:: WORK TO COMPLETE ::
Please reproduce all of the data below verbatim, line for line.
[BEGIN DATA RECORDS]
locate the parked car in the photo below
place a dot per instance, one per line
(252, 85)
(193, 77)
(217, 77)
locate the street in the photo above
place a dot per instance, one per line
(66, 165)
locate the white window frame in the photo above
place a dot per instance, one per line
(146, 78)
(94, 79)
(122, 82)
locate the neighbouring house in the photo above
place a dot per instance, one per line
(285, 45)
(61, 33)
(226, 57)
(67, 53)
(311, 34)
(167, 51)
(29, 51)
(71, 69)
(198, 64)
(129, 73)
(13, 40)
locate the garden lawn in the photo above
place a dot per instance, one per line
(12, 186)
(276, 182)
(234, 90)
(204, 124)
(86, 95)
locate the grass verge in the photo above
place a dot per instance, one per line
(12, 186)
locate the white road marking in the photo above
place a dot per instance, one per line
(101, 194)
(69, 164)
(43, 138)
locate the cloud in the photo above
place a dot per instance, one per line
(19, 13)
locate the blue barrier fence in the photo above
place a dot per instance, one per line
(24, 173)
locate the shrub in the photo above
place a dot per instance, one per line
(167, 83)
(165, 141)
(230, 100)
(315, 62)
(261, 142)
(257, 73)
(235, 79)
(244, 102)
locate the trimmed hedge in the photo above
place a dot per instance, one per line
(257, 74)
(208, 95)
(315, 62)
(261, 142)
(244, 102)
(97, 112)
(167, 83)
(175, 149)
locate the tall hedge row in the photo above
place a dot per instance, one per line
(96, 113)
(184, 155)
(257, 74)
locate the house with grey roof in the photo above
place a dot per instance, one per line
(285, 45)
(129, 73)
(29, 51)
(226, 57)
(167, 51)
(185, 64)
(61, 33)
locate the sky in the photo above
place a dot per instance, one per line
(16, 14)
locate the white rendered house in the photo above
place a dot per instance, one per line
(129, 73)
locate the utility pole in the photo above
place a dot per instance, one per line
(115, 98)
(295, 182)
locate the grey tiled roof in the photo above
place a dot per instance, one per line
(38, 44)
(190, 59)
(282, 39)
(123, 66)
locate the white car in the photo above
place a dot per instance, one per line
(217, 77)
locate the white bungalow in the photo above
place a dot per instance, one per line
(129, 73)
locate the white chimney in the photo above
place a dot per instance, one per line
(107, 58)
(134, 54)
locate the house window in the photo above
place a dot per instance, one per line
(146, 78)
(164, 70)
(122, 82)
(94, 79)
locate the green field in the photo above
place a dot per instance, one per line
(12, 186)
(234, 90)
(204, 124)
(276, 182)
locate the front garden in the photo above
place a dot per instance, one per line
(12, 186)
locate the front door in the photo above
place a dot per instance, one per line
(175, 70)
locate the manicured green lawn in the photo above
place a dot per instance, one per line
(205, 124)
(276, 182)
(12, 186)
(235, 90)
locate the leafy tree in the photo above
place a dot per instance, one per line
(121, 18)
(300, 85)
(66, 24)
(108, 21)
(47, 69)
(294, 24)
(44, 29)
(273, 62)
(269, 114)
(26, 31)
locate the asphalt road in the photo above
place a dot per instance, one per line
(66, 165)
[END DATA RECORDS]
:: SOLUTION FOR THIS EXERCISE ::
locate the parked car in the photo below
place a dot per instance, one per line
(252, 85)
(193, 77)
(217, 77)
locate the street in the photo above
place a dot per instance, one per line
(66, 165)
locate the white window frame in the photo above
place a dot per instance, one per line
(146, 78)
(94, 79)
(122, 82)
locate the neighbouring house in the photo above
place a dot per instance, one per line
(285, 45)
(61, 33)
(226, 57)
(67, 53)
(311, 34)
(167, 51)
(29, 51)
(71, 69)
(198, 64)
(129, 73)
(13, 40)
locate the garden lawn in the photo above
place a dot per instance, one per line
(12, 186)
(276, 182)
(234, 90)
(204, 124)
(86, 95)
locate the grass verge in the photo above
place a dot per instance, one per line
(12, 186)
locate the white road marking in the photo above
place a dot per instance, one per line
(101, 194)
(69, 164)
(43, 138)
locate the cloud in the photo above
place a dot per instance, one per line
(19, 13)
locate the blue barrier fence in the photo above
place a dot per instance, one per line
(24, 173)
locate the shrub in the photo above
place a dot per instance, one per line
(167, 83)
(165, 141)
(230, 100)
(315, 62)
(261, 142)
(257, 73)
(235, 79)
(244, 102)
locate the trimmed hedge in the photo above
place a dot per instance, one per line
(257, 74)
(208, 95)
(315, 62)
(261, 142)
(244, 102)
(97, 112)
(167, 83)
(175, 149)
locate the tall hedge row in the photo above
place a dot per instance, one per line
(96, 113)
(184, 155)
(257, 74)
locate the house with grey roof in the photo above
place a dot per instance, one per line
(285, 45)
(129, 73)
(29, 51)
(226, 57)
(167, 51)
(185, 64)
(61, 33)
locate the sky in the photo above
place a dot per instance, one per line
(16, 14)
locate the white rendered house in the photo above
place a dot per instance, one per line
(129, 73)
locate the utility pole in the photo above
place a dot per instance, one per line
(115, 98)
(295, 182)
locate the grey tiled roof in the photo above
place a dot per instance, one per line
(38, 44)
(190, 59)
(282, 39)
(123, 66)
locate the white car in the photo above
place a dot per instance, one per line
(217, 77)
locate the white bungalow in the photo above
place a dot per instance, one per line
(129, 73)
locate the white chimney in the photo above
place a dot per instance, one per line
(107, 58)
(134, 54)
locate the house window in the photo above
place a dot per instance, one per line
(146, 78)
(164, 70)
(122, 82)
(94, 79)
locate the green field in the photo above
place a dot per instance, one per line
(12, 186)
(234, 90)
(204, 124)
(276, 182)
locate the front garden in the photo above
place a dot per instance, one per line
(12, 186)
locate the front door in the photo above
place a dot per instance, one per line
(175, 70)
locate the manicured green lawn in the photo above
place a dot per instance, one per line
(205, 124)
(276, 182)
(12, 186)
(235, 90)
locate the leafy tree in the photo above
place a dot per instance, one per line
(121, 18)
(300, 85)
(66, 24)
(108, 21)
(47, 69)
(294, 24)
(44, 29)
(273, 62)
(269, 114)
(26, 31)
locate the asphalt road in the photo above
place a dot per instance, one per line
(66, 165)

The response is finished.